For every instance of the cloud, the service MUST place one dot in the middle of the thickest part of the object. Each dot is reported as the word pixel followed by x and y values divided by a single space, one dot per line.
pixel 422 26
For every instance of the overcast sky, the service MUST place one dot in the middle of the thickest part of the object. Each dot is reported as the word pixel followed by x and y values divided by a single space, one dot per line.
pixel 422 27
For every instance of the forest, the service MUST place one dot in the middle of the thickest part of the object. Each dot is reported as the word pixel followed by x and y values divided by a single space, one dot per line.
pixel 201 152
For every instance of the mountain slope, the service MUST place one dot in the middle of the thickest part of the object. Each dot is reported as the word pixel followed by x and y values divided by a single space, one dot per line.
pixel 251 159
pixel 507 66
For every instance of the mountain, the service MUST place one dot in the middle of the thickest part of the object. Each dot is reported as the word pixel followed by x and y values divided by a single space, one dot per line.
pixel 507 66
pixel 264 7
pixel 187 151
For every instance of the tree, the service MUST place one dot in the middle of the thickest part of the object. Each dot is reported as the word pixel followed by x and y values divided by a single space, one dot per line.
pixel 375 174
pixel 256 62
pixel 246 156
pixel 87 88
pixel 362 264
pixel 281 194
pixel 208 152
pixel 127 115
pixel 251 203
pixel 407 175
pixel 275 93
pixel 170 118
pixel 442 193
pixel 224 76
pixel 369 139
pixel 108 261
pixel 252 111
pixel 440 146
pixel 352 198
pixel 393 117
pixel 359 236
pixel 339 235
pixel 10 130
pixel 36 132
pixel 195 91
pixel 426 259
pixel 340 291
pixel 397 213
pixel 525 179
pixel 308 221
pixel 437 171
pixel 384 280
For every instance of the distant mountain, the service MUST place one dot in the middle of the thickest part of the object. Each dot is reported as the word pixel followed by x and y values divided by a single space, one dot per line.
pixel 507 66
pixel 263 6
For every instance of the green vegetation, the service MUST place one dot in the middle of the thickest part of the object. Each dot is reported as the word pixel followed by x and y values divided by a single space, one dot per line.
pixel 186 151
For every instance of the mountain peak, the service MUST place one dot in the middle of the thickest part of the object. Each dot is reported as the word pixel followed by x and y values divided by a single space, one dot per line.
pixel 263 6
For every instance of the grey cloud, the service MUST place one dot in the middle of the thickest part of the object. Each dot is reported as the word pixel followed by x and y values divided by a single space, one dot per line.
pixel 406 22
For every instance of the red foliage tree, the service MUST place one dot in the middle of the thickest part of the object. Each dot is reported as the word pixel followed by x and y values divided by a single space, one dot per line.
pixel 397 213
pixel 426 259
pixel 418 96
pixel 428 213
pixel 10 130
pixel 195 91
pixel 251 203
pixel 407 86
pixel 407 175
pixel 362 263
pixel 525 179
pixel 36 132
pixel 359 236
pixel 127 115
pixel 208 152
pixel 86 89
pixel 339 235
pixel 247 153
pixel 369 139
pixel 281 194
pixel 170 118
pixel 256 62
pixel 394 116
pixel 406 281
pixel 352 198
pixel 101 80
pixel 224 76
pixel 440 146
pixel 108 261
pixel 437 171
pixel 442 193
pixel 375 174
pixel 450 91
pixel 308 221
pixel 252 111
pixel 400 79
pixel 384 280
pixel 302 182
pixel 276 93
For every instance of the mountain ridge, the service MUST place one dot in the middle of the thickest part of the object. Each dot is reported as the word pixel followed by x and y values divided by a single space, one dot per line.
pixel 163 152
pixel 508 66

#####

● Aim
Copy the data above again, swapping every "thickest part" for "widest part" and leaving everything else unchanged.

● Output for this task
For every instance of the cloud, the service MUST place one dot in the middle of the widest part of the object. Each dot is reported as the word pixel followed by x and y values divided by a single space, one dot per line.
pixel 422 26
For every instance of the overcast sky, the service MUST place one dot in the middle of the widest part of the object. Each dot is reported as the word pixel followed by x and y values divided by a single space, one dot per line.
pixel 422 27
For every instance of the forest, the service MUST place one dot in the middle of the widest part of the object. Each dot is reported as the word pixel followed by x and y values divided by a single space, one dot per line.
pixel 201 152
For every instance of the mountain slope, the service MUST place one dot in the middle of the widest part of the object. Each dot is reported as the word pixel followed by x and y values divided by a single space, one dot per line.
pixel 251 159
pixel 507 66
For every instance of the mountain, the service MUST place one dot in the middle of the widest part of the object. Each dot is reported as the word pixel followed by x and y values divided by a single space, one dot per line.
pixel 507 66
pixel 264 7
pixel 187 151
For every instance of the tree, the service MUST place one dot in the middle of the widest part of the object. Each dot is reported as the word pixel followed by x and y values divided by a single space, one dot per line.
pixel 375 174
pixel 256 62
pixel 246 156
pixel 87 88
pixel 362 264
pixel 281 194
pixel 208 152
pixel 127 115
pixel 251 203
pixel 407 175
pixel 275 93
pixel 170 118
pixel 442 193
pixel 224 76
pixel 369 139
pixel 108 261
pixel 252 111
pixel 440 146
pixel 352 198
pixel 393 117
pixel 359 236
pixel 339 235
pixel 10 130
pixel 36 132
pixel 195 91
pixel 426 259
pixel 340 291
pixel 397 213
pixel 525 179
pixel 308 221
pixel 437 171
pixel 384 280
For every instance of the distant mountain, the service MUST place one dot in the middle of the widest part of the object. Each dot is reported as the word pixel followed by x and y values divided by a single space, one dot per line.
pixel 507 66
pixel 263 6
For every instance of the green vegetation, the service MUST place one dot in the middle of the widest part of the object. Each dot is reported as the word pixel followed by x and y values divided by a single space, one dot per line.
pixel 186 151
For every instance of the mountain peak, the service MUST place one dot in the middle of the widest part of the object. Each dot is reported as the word pixel followed by x and y values divided by a single space, one dot per line.
pixel 263 6
For every instance of the grey cloud, the service MUST place one dot in the middle of the widest part of the object. Each dot is reported as the word pixel followed by x and y values divided by a single space, one dot per line.
pixel 406 22
For every instance of the red foliage tree, the service MUST place one dot in the middle of the widest part of the object. Each dot is reported as the word pixel followed by x and y values divided by a single space, one dot per line.
pixel 397 213
pixel 426 259
pixel 418 96
pixel 428 213
pixel 10 130
pixel 195 91
pixel 251 203
pixel 407 86
pixel 407 175
pixel 362 263
pixel 525 179
pixel 36 132
pixel 359 236
pixel 127 115
pixel 208 152
pixel 86 89
pixel 339 235
pixel 247 153
pixel 369 139
pixel 281 194
pixel 170 118
pixel 256 62
pixel 394 116
pixel 406 281
pixel 352 198
pixel 101 80
pixel 224 76
pixel 440 146
pixel 108 261
pixel 437 171
pixel 442 193
pixel 375 174
pixel 450 91
pixel 308 221
pixel 252 111
pixel 400 79
pixel 384 280
pixel 302 182
pixel 276 93
For every instance of the mountain ridge, the service MUST place one dot in the middle of the widest part of the object. Each dot is reported as the word pixel followed by x and y values divided by a single space, one dot per line.
pixel 163 152
pixel 508 66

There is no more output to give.